• Stated exercise: Leave out the pictures and print precisely the lines from the line with "tree foliage, locate" to the final line of the entries, both ends included.

** Start **

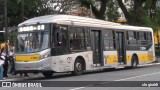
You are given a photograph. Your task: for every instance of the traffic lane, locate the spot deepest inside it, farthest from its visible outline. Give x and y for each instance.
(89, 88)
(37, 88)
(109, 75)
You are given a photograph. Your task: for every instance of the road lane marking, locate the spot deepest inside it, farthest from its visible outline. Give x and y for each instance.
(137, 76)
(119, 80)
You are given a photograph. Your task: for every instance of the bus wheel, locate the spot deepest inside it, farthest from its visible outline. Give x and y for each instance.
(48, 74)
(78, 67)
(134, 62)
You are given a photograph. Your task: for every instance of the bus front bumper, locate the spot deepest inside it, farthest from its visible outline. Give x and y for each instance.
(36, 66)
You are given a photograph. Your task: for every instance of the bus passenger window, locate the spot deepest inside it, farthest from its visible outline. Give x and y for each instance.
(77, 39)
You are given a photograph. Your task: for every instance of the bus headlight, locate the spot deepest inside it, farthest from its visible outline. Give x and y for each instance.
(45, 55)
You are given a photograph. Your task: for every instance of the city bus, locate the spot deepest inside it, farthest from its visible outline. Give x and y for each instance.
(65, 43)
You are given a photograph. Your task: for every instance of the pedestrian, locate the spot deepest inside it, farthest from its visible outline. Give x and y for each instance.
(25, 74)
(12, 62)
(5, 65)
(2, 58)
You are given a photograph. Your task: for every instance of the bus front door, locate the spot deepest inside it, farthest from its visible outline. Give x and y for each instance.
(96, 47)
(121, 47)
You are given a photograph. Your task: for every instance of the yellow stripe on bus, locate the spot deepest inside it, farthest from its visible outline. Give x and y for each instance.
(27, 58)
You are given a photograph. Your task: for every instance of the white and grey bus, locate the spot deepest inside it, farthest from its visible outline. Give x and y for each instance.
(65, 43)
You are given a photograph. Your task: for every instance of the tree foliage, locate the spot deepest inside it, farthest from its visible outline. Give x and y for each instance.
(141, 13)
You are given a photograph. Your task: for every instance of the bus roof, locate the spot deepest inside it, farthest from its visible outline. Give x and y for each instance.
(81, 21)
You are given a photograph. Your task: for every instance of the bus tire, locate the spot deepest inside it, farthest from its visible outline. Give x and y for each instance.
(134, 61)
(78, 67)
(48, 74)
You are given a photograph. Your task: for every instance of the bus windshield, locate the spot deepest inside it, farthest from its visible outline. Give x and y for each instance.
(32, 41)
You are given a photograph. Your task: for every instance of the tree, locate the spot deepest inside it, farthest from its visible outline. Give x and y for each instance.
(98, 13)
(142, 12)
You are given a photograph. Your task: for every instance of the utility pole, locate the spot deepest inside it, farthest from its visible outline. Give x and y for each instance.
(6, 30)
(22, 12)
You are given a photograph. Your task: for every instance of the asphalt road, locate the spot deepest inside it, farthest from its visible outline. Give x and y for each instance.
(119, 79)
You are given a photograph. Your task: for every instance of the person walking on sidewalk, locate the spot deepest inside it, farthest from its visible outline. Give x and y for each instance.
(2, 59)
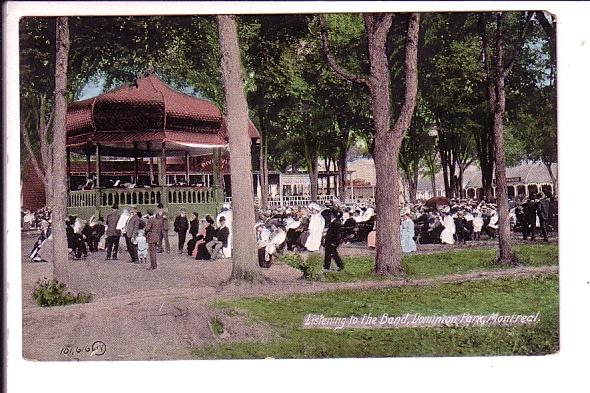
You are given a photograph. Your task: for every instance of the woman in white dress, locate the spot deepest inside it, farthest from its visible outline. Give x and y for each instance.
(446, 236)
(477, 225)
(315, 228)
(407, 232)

** End **

• Result of the exercise:
You are given a photograph. Your task: for every instance of the tree foliage, locate the spot deepest inside it, farthest from its visible outline. Give x and y for each instance.
(141, 13)
You are given a photograph. Your task: for every instance of the bus roof, locate the spot deepest inside it, farthest from its visible outline. Give x and y for each instance.
(81, 21)
You are given a photograph. Your task: for every instance of the bus tire, locate the spot deepest inside it, farthest from its visible outline. Give x and y for each instance.
(134, 61)
(78, 67)
(48, 74)
You are given a photograph. Your task: for every instance of the bus windshield, locate the spot deepest inside it, farthest from its visible outline. Give x and y for each instance.
(32, 41)
You are given a photograph. Your task: for every instance of the tree, locate the spot deepest inside it, farthest from its visible outline. Give x and y for each instance.
(98, 13)
(142, 12)
You are given a photograph. Your task: for every instance of the utility pole, locate the spot deepest inside it, farthest from its visible outline. Give x and y for each instance.
(6, 30)
(22, 12)
You are given a photograph. Your task: for every instance of the asphalt road, locate the spot deepest inside it, farthest from its visible outline. Give x and y for each instance.
(119, 79)
You are given a photograph. Your task: for every instance of the person walking on sidewalk, locate the spot deepest inside it, farthest from its visible outline. Give x and y for each instance.
(2, 59)
You are given a photograph. Your task: for every instance of the woman in white dress, locate the spot deepest inside it, farthest from its visible outline. Give x and y for each instance.
(446, 236)
(477, 225)
(315, 228)
(407, 232)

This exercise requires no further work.